■ EXERCISE PASSAGE ■
════════════════════

At that point, organizations can begin decommissioning older infrastructure over time while continuing to refine workloads inside Fabric.
What’s on the Roadmap for the Migration Assistant
Microsoft is treating the Migration Assistant as an evolving experience, with a roadmap that includes live connectivity to source systems, deeper Copilot improvements, a full‑screen assistant experience, more seamless data copy, and smarter connection rerouting.
The platform’s “What’s New” and migration overview pages also highlight that direct source connectivity for Fabric Data Warehouse migrations has recently entered preview, reducing the need for DACPAC extraction and other upfront prep work. All of this points to an ongoing push to make Fabric the default destination for SQL workloads across Microsoft’s data estate.
Reddit‑Driven UX Fixes in Microsoft Fabric
Alongside the migration tooling, Microsoft has been rolling out UX improvements to Fabric that it directly attributes to community feedback, including a widely shared thread on the Microsoft Fabric subreddit. In that discussion, users called out a range of day‑to‑day frustrations, from dropdown menus running off‑screen to navigation friction when juggling multiple items.

════════════════════

■ DATA FOR REVIEW ■
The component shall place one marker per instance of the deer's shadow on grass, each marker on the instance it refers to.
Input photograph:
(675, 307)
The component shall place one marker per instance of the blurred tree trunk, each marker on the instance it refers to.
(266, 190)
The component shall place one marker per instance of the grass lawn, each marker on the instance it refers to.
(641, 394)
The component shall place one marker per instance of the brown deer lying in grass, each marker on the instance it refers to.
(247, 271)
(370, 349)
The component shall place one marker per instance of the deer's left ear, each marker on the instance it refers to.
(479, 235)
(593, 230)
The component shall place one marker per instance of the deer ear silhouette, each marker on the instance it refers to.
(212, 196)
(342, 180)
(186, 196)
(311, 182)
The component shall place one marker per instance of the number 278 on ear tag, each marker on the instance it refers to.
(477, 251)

════════════════════

■ TASK OBJECTIVE ■
Reproduce everything in the Fabric migration passage above from "At that point, organizations" down to "Microsoft’s data estate.", word for word.

■ FINAL ANSWER ■
At that point, organizations can begin decommissioning older infrastructure over time while continuing to refine workloads inside Fabric.
What’s on the Roadmap for the Migration Assistant
Microsoft is treating the Migration Assistant as an evolving experience, with a roadmap that includes live connectivity to source systems, deeper Copilot improvements, a full‑screen assistant experience, more seamless data copy, and smarter connection rerouting.
The platform’s “What’s New” and migration overview pages also highlight that direct source connectivity for Fabric Data Warehouse migrations has recently entered preview, reducing the need for DACPAC extraction and other upfront prep work. All of this points to an ongoing push to make Fabric the default destination for SQL workloads across Microsoft’s data estate.